**** Extract ****

Nearly a third of the nation’s 1.56 million inmates have at least one disability, and a new report by a protection and advocacy group states that many prisoners with disabilities are serving more time, under harsher conditions, because of their disabilities.

Amplifying Voices of Inmates with Disabilities [AVID], a project of Disability Rights Washington, released “Making Hard Time Harder” to illuminate the struggles prisoners with disabilities face inside correctional facilities that don’t provide adequate accommodations. Disability Rights Pennsylvania contributed to the report, sharing the progress it has made in advocating for state prisoners who are deaf and hard of hearing.

The report, in general, concluded that inmates with disabilities are often incarcerated for up to 15 months longer than people who have committed similar crimes, receive more sanctions, have less access to positive programming and are four times more likely to suffer from psychological stress than the general prison population.

The report digs into numerous cases where inmates seek to access programs and services in state prison systems to no avail, noting that despite the passage of the Americans with Disabilities Act (ADA) more than 25 years ago, state and federal institutions have much work left to bring facilities up to par.

**** Input data ****

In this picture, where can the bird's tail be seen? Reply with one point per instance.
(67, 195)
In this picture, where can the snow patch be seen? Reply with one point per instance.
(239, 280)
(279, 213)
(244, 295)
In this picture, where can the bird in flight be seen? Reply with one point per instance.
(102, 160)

****

Problems and tasks>
- 1) In the article on prisoners with disabilities, what is the name of the report released by Amplifying Voices of Inmates with Disabilities?
- 2) Repeat the part of the article on prisoners with disabilities between "The report digs" and "facilities up to par.", inclusive.
- 3) Keep writing the article on prisoners with disabilities, picking up after its last sentence.

Task-by-task answers>
- 1) "Making Hard Time Harder"

- 2)
The report digs into numerous cases where inmates seek to access programs and services in state prison systems to no avail, noting that despite the passage of the Americans with Disabilities Act (ADA) more than 25 years ago, state and federal institutions have much work left to bring facilities up to par.

- 3)
Brenda Charity, a 71-year-old inmate at Denver Women’s Correctional Facility, told AVID that she was denied access to a walker she needed to move around freely for three weeks:

I’ve always been told by my doctors outside that if I try and use the elliptical, do light weights — that helps my circulation and my heart. So, I was on the elliptical and doing five-pound weights, trying to lift to strengthen myself, and my accommodations were taken away because of that. Each time I would send in something to ADA, medical would send it, “Well, we saw her exercise. That’s why we took it. If she can exercise, she doesn’t need it.”

Because Charity was denied access to a walker, she often fell and injured herself while walking. Eventually, she avoided going to meals because it was too difficult to get there.

Tyrone Gathings, a prisoner at Coyote Ridge Corrections Center in Washington, has a vision disability called retinitis pigmentosa, which leaves him so disoriented that he occasionally wanders into the wrong cell. He told AVID that for nine months he waited to see an eye doctor, and he is yet to receive the magnifying lenses and special light lenses his doctor ordered for him.

Rachael Seevers, an attorney with the AVID Prison Project, considers these instances a secondary form of punishment.

“Inmates shouldn’t be subject to these additional forms of punishment simply because they have a disability,” Seevers writes in the report.

Title II of the ADA states:

No qualified individual with a disability shall, by reason of such disability, be excluded from participation in or be denied the benefits of the services, programs, or activities of a public entity, or be subjected to discrimination by any such entity.

In the 1970s, the United States established the Protection and Advocacy System [P&A] to create a network of advocates on behalf of people with all kinds of disabilities. The Administration for Community Living reports that there are 57 P&As in the country and its territories.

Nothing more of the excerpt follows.